Treat the line containing "Intersection-audit request. Target: black long-sleeve" as the last one, and return every line exactly from the first line of the material below up to it.

*** Begin section ***

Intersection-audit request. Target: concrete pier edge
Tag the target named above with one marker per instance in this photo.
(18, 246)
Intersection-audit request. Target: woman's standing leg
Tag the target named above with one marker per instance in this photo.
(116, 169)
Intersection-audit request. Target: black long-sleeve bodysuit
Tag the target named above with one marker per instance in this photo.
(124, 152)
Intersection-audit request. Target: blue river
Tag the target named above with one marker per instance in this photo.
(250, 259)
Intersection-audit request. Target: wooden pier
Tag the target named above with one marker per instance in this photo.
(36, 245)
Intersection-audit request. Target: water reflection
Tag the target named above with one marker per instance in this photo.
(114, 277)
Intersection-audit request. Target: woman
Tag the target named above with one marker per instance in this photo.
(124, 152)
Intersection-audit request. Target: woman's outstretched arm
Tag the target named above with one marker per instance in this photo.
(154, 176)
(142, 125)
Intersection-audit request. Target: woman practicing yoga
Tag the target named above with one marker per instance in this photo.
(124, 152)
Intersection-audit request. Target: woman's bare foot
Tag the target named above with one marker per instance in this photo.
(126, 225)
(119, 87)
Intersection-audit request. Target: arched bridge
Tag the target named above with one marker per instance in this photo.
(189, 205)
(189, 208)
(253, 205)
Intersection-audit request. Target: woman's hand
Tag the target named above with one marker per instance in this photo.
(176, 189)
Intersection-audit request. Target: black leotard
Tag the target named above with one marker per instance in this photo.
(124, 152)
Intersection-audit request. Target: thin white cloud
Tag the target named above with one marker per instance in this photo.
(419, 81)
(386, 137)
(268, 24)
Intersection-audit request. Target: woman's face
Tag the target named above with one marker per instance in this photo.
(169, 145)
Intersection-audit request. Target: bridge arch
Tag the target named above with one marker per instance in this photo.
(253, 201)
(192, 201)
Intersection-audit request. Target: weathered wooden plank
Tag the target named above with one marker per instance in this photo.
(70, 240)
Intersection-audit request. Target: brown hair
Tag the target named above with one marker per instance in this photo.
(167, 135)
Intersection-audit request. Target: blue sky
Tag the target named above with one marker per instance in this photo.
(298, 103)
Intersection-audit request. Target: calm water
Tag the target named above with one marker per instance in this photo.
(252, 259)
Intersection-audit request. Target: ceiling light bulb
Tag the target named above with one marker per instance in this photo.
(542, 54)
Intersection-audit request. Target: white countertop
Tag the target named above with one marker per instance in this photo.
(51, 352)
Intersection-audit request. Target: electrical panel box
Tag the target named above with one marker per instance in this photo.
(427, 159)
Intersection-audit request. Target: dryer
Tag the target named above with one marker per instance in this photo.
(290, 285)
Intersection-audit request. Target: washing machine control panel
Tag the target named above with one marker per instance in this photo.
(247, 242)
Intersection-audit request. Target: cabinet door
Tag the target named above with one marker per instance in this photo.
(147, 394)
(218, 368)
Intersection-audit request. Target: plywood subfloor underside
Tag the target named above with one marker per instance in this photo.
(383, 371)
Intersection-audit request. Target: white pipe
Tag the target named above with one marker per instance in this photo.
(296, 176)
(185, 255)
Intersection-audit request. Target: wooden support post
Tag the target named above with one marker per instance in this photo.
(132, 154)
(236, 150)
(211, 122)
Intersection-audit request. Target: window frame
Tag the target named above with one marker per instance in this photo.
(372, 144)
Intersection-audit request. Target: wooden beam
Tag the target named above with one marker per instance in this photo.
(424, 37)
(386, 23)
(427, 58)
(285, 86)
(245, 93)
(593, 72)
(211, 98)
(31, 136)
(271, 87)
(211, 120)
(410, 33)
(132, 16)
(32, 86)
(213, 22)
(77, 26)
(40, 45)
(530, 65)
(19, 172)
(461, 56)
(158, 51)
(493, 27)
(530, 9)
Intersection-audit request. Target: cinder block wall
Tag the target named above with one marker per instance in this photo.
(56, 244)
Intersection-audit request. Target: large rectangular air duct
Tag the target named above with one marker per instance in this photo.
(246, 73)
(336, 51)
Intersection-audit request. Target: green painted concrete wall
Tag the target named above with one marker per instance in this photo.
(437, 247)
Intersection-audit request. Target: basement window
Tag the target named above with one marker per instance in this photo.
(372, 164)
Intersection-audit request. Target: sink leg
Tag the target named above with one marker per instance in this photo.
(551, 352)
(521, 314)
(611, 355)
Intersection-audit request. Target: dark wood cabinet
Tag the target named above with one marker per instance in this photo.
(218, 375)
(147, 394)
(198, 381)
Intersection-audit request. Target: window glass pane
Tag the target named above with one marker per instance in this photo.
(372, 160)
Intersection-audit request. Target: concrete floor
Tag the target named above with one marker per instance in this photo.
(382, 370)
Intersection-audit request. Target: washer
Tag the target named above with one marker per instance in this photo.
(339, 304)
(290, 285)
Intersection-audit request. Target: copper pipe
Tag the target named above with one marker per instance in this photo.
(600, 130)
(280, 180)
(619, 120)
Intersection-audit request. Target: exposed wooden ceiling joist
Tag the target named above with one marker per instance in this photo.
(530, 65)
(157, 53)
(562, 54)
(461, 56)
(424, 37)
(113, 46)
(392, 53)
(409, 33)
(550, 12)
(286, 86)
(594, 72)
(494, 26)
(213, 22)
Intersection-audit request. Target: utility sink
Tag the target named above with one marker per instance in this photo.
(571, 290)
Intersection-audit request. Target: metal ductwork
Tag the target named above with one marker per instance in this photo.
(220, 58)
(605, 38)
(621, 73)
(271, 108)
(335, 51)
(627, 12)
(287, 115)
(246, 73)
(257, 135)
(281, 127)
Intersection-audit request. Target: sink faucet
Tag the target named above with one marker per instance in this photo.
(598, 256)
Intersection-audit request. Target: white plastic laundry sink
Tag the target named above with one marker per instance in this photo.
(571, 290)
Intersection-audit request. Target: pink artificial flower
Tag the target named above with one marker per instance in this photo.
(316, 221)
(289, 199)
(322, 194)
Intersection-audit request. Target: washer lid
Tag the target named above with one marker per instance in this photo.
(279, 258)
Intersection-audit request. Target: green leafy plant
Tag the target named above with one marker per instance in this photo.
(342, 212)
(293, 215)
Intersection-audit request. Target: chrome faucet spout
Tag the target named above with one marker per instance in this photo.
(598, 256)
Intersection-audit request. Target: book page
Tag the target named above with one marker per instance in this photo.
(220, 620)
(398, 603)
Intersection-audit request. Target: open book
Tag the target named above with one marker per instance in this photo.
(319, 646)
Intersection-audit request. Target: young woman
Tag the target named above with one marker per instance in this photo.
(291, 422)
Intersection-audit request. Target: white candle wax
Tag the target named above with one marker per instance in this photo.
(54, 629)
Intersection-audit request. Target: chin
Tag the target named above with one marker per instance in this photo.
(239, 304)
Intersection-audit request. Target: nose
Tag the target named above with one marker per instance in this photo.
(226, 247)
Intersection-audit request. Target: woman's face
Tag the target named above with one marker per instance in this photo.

*** End section ***

Response to the exercise:
Intersection-audit request. Target: concrete pier edge
Tag the target named above with one marker per instance in this photo.
(18, 246)
Intersection-audit request. Target: woman's standing leg
Tag the target named above with one marker per instance in this photo.
(116, 169)
Intersection-audit request. Target: black long-sleeve bodysuit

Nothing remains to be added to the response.